§ **Work request**
These records must be written out again exactly.

§ **Data provided**
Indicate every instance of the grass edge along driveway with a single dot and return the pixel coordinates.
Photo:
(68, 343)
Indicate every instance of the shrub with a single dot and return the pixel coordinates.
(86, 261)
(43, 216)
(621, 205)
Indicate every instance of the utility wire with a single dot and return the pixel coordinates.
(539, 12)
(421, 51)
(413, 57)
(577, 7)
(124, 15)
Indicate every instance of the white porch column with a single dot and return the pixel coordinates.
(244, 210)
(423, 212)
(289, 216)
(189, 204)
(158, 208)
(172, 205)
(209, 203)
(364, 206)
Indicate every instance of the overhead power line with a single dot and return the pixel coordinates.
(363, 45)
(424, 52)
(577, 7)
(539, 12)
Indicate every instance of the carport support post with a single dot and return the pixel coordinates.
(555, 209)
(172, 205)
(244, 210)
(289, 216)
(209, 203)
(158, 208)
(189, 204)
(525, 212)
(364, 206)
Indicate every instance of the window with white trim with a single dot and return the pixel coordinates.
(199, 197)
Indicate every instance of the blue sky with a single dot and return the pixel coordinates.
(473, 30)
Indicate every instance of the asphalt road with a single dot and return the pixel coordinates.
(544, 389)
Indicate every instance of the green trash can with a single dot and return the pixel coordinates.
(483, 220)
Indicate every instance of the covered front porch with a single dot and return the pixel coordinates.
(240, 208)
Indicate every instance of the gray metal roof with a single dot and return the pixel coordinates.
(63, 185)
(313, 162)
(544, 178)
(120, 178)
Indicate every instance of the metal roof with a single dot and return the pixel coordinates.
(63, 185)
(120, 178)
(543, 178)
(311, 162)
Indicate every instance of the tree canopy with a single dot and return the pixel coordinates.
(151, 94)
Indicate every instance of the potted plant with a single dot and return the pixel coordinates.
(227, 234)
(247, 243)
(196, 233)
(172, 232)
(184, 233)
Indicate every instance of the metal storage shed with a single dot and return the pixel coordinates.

§ **Solution for this exercise**
Indicate every instance of the grass edge along driveway with a single dot and return the pixel coordinates.
Photo:
(68, 343)
Indicate every instance of the shrub with a single dot and return the pixel coordinates.
(86, 261)
(43, 216)
(621, 205)
Indicate every instance of the utility wire with a single dot and return the pixel coordinates.
(539, 12)
(421, 51)
(413, 57)
(577, 7)
(124, 15)
Indicate every instance of the white porch column with a single dot and return the pixel coordinates.
(244, 210)
(423, 212)
(289, 216)
(189, 204)
(158, 208)
(172, 205)
(209, 203)
(364, 206)
Indicate every instance of the overhead power line with a single dot and return the pixel coordinates.
(363, 45)
(424, 52)
(577, 7)
(539, 12)
Indicate every instance of the carport support post with a single dot and return the pixel coordinates.
(555, 209)
(172, 205)
(244, 210)
(289, 216)
(209, 203)
(158, 208)
(189, 204)
(525, 212)
(364, 206)
Indicate every instance of the window with white trim with a single dot and return the pixel coordinates.
(199, 197)
Indicate every instance of the blue sky with a single dot and return the pixel coordinates.
(473, 30)
Indicate every instance of the asphalt road with a single dot and return the pixel coordinates.
(544, 389)
Indicate every instance of the green trash can with a single dot and return the pixel coordinates.
(483, 220)
Indicate every instance of the covered front porch with a single dot and return the pixel coordinates.
(240, 208)
Indicate every instance of the gray metal roof with a single dot and return the pixel coordinates.
(63, 185)
(313, 162)
(544, 178)
(120, 178)
Indicate every instance of the metal roof with a single dot and return the pixel coordinates.
(63, 185)
(120, 178)
(543, 178)
(311, 162)
Indicate every instance of the tree canopy with a single dot and return the pixel coordinates.
(151, 94)
Indicate every instance of the potted plant with a single dot and return the pixel coordinates.
(227, 234)
(247, 243)
(196, 233)
(172, 232)
(184, 233)
Indicate every instance of the metal storage shed with a single dot and return the pixel coordinates.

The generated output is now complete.